* Selected extract:
[v2] mm: fix race between kmem_cache destroy, create and deactivate
diff mbox

Message ID 20180522201336.196994-1-shakeelb@google.com
State New
Headers show

Commit Message

Shakeel Butt May 22, 2018, 8:13 p.m. UTC
The memcg kmem cache creation and deactivation (SLUB only) is
asynchronous. If a root kmem cache is destroyed whose memcg cache is in
the process of creation or deactivation, the kernel may crash.

Example of one such crash:
	general protection fault: 0000 [#1] SMP PTI
	CPU: 1 PID: 1721 Comm: kworker/14:1 Not tainted 4.17.0-smp
	...
	Workqueue: memcg_kmem_cache kmemcg_deactivate_workfn
	RIP: 0010:has_cpu_slab
	...
	Call Trace:
	? on_each_cpu_cond
	__kmem_cache_shrink
	kmemcg_cache_deact_after_rcu
	kmemcg_deactivate_workfn
	process_one_work
	worker_thread
	kthread
	ret_from_fork+0x35/0x40

This issue is due to the lack of real reference counting for the root
kmem_caches. Currently kmem_cache does have a field named refcount which
has been used for multiple purposes i.e. shared count, reference count
and noshare flag. Due to its conflated nature, it can not be used for
reference counting by other subsystems.

This patch decoupled the reference counting from shared count and
noshare flag. The new field 'shared_count' represents the shared count
and noshare flag while 'refcount' is converted into a real reference
counter.

The reference counting is only implemented for root kmem_caches for
simplicity. The reference of a root kmem_cache is elevated on sharing or
while its memcg kmem_cache creation or deactivation request is in the
fly and thus it is made sure that the root kmem_cache is not destroyed
in the middle. As the reference of kmem_cache is elevated on sharing,
the 'shared_count' does not need any locking protection as at worst it
can be out-dated for a small window which is tolerable.

Signed-off-by: Shakeel Butt <shakeelb@google.com>
---
Changelog since v1:
- Added more documentation to the code
- Renamed fields to be more readable

 include/linux/slab.h     |   2 +
 include/linux/slab_def.h |   5 +-
 include/linux/slub_def.h |   3 +-
 mm/memcontrol.c          |   7 +++
 mm/slab.c                |   4 +-
 mm/slab.h                |   5 +-
 mm/slab_common.c         | 122 ++++++++++++++++++++++++++++++++-------
 mm/slub.c                |  14 +++--
 8 files changed, 130 insertions(+), 32 deletions(-)

Comments

Vladimir Davydov May 26, 2018, 6:58 p.m. UTC | #1
On Tue, May 22, 2018 at 01:13:36PM -0700, Shakeel Butt wrote:
> The memcg kmem cache creation and deactivation (SLUB only) is
> asynchronous. If a root kmem cache is destroyed whose memcg cache is in
> the process of creation or deactivation, the kernel may crash.

Image outline annotation entries
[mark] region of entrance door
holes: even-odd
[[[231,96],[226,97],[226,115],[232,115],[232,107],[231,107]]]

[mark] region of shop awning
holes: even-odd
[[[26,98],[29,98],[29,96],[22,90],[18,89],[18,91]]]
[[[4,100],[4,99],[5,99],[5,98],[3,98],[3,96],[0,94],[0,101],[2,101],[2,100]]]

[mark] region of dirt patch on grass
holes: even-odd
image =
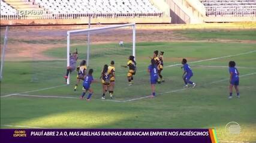
[[[38,30],[24,29],[10,29],[6,60],[59,60],[44,54],[47,50],[67,47],[66,30]],[[118,43],[121,41],[125,42],[132,41],[131,29],[112,30],[103,33],[91,33],[92,44]],[[4,35],[4,30],[1,29],[1,35]],[[1,36],[1,48],[2,37]],[[137,42],[224,42],[224,43],[256,43],[256,41],[231,40],[210,39],[207,40],[194,40],[186,38],[185,35],[174,32],[171,29],[141,29],[136,30]],[[71,36],[73,46],[87,44],[87,36]],[[63,58],[65,59],[65,58]],[[63,60],[62,59],[62,60]],[[175,60],[175,59],[170,59]],[[180,60],[180,59],[179,59]]]

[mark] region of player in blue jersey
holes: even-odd
[[[155,96],[155,84],[158,82],[158,63],[154,59],[151,60],[151,64],[149,65],[147,72],[150,73],[150,84],[151,84],[151,90],[152,94],[150,95],[151,97],[154,97]]]
[[[239,89],[238,86],[239,85],[239,72],[237,69],[235,67],[236,63],[231,61],[228,63],[229,72],[230,73],[230,96],[228,98],[232,98],[233,86],[234,86],[234,89],[236,91],[236,95],[237,98],[240,98]]]
[[[91,97],[94,94],[94,91],[92,90],[92,88],[91,88],[91,84],[92,82],[96,82],[94,80],[94,77],[92,77],[92,73],[94,72],[94,70],[90,69],[89,70],[88,74],[85,76],[83,83],[83,92],[80,98],[81,100],[83,99],[83,97],[85,97],[85,94],[86,94],[87,91],[89,91],[89,95],[87,97],[86,100],[89,101],[91,99]]]
[[[193,73],[192,72],[191,68],[190,68],[189,66],[186,63],[186,59],[182,59],[182,61],[181,63],[183,64],[183,68],[184,70],[184,73],[182,75],[183,80],[185,82],[184,88],[188,88],[188,83],[191,84],[193,85],[192,88],[195,88],[197,84],[194,82],[190,81],[190,79],[193,76]]]
[[[101,76],[100,77],[100,79],[101,79],[101,83],[103,85],[103,95],[101,97],[102,100],[105,100],[105,94],[107,91],[109,90],[109,86],[110,84],[110,74],[108,72],[108,70],[109,66],[107,64],[105,64],[101,72]]]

* Directive 1: Reproduce word for word the part of the kmem_cache race patch page starting at "The reference counting is" and ending at "which is tolerable.".
* Directive 2: Resume the kmem_cache race patch thread from the point where it stops.

* Written response 1:
The reference counting is only implemented for root kmem_caches for
simplicity. The reference of a root kmem_cache is elevated on sharing or
while its memcg kmem_cache creation or deactivation request is in the
fly and thus it is made sure that the root kmem_cache is not destroyed
in the middle. As the reference of kmem_cache is elevated on sharing,
the 'shared_count' does not need any locking protection as at worst it
can be out-dated for a small window which is tolerable.

* Written response 2:
> 
> Example of one such crash:
> 	general protection fault: 0000 [#1] SMP PTI
> 	CPU: 1 PID: 1721 Comm: kworker/14:1 Not tainted 4.17.0-smp
> 	...
> 	Workqueue: memcg_kmem_cache kmemcg_deactivate_workfn
> 	RIP: 0010:has_cpu_slab
> 	...
> 	Call Trace:
> 	? on_each_cpu_cond
> 	__kmem_cache_shrink
> 	kmemcg_cache_deact_after_rcu
> 	kmemcg_deactivate_workfn
> 	process_one_work
> 	worker_thread
> 	kthread
> 	ret_from_fork+0x35/0x40
> 
> This issue is due to the lack of real reference counting for the root
> kmem_caches. Currently kmem_cache does have a field named refcount which
> has been used for multiple purposes i.e. shared count, reference count
> and noshare flag. Due to its conflated nature, it can not be used for
> reference counting by other subsystems.
> 
> This patch decoupled the reference counting from shared count and
> noshare flag. The new field 'shared_count' represents the shared count
> and noshare flag while 'refcount' is converted into a real reference
> counter.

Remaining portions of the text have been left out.